> _What needs to be done_
Report each line in the rows below that contains the word "green", copying those lines in full. Case counts.

> _Input records_
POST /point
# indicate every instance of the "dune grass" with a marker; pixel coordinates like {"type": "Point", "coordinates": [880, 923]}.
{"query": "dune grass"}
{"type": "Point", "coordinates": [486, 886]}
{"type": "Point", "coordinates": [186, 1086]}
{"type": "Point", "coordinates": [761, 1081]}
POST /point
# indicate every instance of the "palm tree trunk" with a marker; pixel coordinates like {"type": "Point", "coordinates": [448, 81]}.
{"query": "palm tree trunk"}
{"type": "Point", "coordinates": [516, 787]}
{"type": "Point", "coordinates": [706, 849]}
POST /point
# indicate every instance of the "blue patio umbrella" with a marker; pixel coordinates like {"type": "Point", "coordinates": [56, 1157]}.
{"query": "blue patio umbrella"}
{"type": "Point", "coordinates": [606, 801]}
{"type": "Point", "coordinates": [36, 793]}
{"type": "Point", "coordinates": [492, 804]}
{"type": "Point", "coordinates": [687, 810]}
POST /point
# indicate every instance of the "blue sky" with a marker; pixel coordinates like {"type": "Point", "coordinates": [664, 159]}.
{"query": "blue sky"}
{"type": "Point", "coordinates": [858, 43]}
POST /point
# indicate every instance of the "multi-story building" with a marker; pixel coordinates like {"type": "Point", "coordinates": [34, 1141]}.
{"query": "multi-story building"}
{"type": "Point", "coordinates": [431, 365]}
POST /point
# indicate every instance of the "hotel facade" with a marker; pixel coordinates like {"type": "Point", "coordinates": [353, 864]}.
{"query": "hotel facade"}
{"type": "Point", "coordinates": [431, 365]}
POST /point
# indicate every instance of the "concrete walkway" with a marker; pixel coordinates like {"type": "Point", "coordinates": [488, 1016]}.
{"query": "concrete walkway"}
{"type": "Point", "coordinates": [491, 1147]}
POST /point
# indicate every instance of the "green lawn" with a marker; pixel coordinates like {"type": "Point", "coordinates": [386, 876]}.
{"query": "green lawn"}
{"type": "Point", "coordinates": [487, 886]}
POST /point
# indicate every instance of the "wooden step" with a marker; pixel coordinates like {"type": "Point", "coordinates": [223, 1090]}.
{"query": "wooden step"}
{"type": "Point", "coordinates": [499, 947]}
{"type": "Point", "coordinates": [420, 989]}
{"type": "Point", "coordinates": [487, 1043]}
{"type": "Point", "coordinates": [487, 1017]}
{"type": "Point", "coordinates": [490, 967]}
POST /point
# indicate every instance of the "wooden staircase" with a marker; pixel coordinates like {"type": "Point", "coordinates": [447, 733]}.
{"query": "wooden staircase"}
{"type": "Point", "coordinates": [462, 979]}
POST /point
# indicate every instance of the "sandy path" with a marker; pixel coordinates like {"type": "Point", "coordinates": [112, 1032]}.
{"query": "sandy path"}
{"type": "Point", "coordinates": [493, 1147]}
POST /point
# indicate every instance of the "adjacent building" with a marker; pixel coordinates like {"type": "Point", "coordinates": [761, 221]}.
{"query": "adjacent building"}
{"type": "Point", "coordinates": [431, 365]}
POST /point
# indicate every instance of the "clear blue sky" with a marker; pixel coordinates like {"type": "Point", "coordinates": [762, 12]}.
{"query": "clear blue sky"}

> _Result for this exercise_
# indicate every instance of the "green lawn" with a marker; pixel coordinates like {"type": "Point", "coordinates": [386, 876]}.
{"query": "green lawn"}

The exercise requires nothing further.